• _Problem requirements_
Transcribe each line below without altering anything.

• _Data extract_
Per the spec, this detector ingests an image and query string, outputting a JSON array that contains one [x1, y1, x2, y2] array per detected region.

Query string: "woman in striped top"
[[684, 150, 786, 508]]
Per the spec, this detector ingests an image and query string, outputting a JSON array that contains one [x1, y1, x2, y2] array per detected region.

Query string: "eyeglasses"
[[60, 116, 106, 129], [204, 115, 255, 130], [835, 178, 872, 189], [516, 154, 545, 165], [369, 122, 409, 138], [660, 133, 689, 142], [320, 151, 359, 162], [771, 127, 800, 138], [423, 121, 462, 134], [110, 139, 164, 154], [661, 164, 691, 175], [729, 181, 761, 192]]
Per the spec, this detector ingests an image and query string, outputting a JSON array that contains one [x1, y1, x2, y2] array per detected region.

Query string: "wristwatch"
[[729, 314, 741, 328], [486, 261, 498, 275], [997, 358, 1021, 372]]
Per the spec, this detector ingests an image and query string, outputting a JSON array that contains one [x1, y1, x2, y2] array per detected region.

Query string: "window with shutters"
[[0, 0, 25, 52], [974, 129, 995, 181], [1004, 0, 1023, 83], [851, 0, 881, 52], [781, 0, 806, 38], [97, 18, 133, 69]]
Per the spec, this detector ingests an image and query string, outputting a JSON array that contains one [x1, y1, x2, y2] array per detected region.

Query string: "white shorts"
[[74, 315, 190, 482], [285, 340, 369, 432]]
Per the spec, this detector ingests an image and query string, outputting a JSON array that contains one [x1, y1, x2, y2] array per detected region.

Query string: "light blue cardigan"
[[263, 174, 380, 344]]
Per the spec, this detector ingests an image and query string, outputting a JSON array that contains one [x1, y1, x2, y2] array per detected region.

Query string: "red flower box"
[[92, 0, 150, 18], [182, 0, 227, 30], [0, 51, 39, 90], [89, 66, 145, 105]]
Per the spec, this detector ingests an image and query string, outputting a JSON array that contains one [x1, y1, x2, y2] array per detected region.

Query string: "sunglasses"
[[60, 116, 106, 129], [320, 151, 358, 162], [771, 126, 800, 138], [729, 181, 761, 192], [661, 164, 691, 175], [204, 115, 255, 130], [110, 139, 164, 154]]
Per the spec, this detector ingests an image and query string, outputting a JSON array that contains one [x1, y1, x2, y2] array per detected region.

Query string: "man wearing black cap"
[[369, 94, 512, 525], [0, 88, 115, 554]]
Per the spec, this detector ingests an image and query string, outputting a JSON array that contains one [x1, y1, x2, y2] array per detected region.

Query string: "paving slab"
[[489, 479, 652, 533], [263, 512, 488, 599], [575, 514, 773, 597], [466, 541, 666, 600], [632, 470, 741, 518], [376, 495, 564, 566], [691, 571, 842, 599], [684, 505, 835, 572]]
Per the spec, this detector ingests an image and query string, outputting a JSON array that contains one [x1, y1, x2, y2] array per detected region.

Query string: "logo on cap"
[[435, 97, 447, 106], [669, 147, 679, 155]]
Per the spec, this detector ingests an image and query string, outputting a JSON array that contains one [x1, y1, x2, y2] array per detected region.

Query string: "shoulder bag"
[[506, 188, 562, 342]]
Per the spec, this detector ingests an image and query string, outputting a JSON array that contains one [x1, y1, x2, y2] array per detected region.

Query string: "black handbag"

• _Output of the exercise_
Per the spec, this detector ingests an image and query string, outputting a JSON array that contains one [x1, y1, x2, y2] array per detected region.

Query string: "woman in striped top"
[[684, 150, 786, 508]]
Per the spec, this detector ingests an image and query string, outputting a JSON array that contains one [x1, y1, x2, y2] array per detected region.

Query string: "eyeglasses"
[[60, 116, 106, 129], [204, 115, 255, 130], [835, 178, 872, 189], [516, 154, 545, 165], [369, 122, 409, 138], [660, 133, 689, 142], [320, 151, 359, 162], [771, 127, 800, 138], [423, 121, 462, 134], [110, 139, 164, 154], [661, 164, 691, 175], [729, 181, 761, 192]]
Per the spec, this detector ingests an image and query string, outputting a JSON array that contains one [x1, y1, x2, y2] array per detected region.

Query string: "wristwatch"
[[729, 314, 741, 328], [486, 261, 498, 275], [997, 358, 1021, 372]]
Per the spec, this detector ingests an image and query string, outputting a JSON array that contains one [x1, y1, x2, y2] array per detected region.

Query string: "window with shutters"
[[0, 0, 25, 52], [974, 129, 995, 181], [1004, 0, 1023, 83], [851, 0, 881, 52], [781, 0, 806, 38], [97, 18, 133, 69]]
Per the spec, this detector ingests an image and query string, outputting a JSON array that contains one [x1, y1, x2, y2] array per detected region.

Query string: "white shorts"
[[74, 315, 190, 482], [285, 340, 369, 432]]
Per the spec, this detector ingests an image and query string, outputting a JSON array that contains one [x1, y1, x2, y2] array per detected region.

Query string: "light blue cardigan"
[[263, 174, 380, 344]]
Per the spec, this detector ingests an image and query string, outputting a JSON array that contains one [x1, y1, x2, y2] array per detected region.

Query string: "red flower box"
[[92, 0, 150, 18], [182, 0, 227, 30], [0, 51, 39, 90], [89, 66, 145, 105]]
Per the spec, this detector ingests an image and query string, outputting a JSON array that contains one [x1, y1, x2, y2] array per detected region.

Query string: "sunglasses"
[[60, 116, 106, 129], [320, 151, 358, 162], [771, 126, 800, 138], [729, 181, 761, 192], [661, 164, 691, 175], [204, 115, 255, 130], [110, 139, 164, 154]]
Per the spec, this detector ingests an image and query string, outputting a JSON array that contains one [x1, y1, x2, y2] array per detected region.

Query string: "man wearing black cap"
[[369, 94, 512, 525], [0, 88, 115, 554]]
Per the spec, this detector ingests an image and query string, outputting a JSON array that contains one [x1, y1, x2, y2] array per detected region.

Query string: "paving slab"
[[489, 479, 652, 533], [263, 512, 488, 599], [575, 514, 773, 597], [466, 541, 666, 600], [632, 470, 741, 518], [376, 495, 564, 566], [691, 571, 842, 599], [684, 505, 835, 572]]
Per the spec, this detector ingests an image and query string, outputting a JSON array that contains one [x1, y1, x2, y2] array per detected region.

Query string: "logo on cap"
[[435, 97, 447, 106], [669, 147, 679, 155]]
Per the spec, this detector ingests an image and query string, outputting a JSON array that contains one [x1, y1, x2, y2] array per detected region.

Query string: "shoulder bag"
[[506, 188, 562, 342]]
Per the spec, this detector ingests an image and query string, outputting a JSON array that contains one [x1, y1, x2, y2] array per detected region.

Query string: "black handbag"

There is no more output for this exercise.